= Beginning of Section =
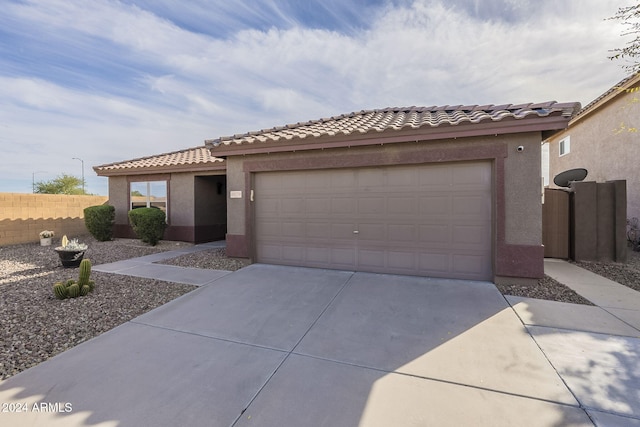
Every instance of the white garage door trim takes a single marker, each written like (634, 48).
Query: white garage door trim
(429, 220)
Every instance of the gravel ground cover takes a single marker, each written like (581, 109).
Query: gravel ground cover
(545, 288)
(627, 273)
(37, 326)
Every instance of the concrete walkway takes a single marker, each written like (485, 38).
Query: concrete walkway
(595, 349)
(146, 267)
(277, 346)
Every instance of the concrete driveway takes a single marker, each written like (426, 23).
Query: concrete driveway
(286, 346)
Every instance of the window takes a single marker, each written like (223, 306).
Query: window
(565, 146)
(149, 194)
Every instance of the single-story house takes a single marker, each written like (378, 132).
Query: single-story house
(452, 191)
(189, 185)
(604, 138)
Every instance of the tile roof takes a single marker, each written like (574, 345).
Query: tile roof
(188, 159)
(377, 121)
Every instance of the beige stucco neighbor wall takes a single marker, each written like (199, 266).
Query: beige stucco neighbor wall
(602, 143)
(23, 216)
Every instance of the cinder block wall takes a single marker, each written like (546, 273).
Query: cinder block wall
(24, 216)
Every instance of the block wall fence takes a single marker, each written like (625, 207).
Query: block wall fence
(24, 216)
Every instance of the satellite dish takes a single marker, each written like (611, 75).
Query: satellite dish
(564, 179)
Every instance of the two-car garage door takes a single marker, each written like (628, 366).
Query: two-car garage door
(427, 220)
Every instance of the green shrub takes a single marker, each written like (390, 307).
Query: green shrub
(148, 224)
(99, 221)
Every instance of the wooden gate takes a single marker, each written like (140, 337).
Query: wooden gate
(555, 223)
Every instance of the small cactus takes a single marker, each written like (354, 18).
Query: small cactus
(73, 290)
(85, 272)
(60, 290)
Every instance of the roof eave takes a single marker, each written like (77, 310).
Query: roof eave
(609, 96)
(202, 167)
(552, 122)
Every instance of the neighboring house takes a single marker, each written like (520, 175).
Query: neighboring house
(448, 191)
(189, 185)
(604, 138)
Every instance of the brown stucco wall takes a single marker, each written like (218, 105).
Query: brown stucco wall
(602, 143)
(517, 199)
= End of Section =
= Beginning of Section =
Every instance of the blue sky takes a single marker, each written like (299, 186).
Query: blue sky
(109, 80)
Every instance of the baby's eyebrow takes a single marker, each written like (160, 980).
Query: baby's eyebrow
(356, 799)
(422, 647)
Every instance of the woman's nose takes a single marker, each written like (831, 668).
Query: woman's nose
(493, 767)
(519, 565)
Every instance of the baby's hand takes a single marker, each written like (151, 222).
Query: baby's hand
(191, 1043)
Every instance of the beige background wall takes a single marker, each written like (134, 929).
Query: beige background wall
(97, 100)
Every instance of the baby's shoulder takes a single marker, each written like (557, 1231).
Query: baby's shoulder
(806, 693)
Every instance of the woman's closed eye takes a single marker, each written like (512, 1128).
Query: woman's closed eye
= End of Section =
= Beginning of Section =
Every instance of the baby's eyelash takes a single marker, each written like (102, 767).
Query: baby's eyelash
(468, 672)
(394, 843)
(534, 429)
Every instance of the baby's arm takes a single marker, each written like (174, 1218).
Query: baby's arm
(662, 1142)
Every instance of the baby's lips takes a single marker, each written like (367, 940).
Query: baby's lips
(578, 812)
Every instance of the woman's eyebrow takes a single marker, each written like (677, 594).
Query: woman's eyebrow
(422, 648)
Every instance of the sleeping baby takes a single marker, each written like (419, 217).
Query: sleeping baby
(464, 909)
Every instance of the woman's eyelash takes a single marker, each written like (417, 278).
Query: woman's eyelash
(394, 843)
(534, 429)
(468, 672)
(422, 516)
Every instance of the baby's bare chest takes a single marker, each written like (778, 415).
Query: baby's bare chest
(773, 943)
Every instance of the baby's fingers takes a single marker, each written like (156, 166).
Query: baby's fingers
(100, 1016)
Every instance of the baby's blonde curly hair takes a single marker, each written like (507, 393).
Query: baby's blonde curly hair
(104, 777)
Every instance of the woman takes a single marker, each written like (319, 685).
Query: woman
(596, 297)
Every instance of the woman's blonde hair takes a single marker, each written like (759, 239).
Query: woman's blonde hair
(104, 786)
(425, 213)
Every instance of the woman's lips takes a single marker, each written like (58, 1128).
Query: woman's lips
= End of Section =
- EXERCISE OBJECTIVE
In these entries, some lines may contain the string "closed". Give the number of such lines and nothing more.

- TASK SOLUTION
2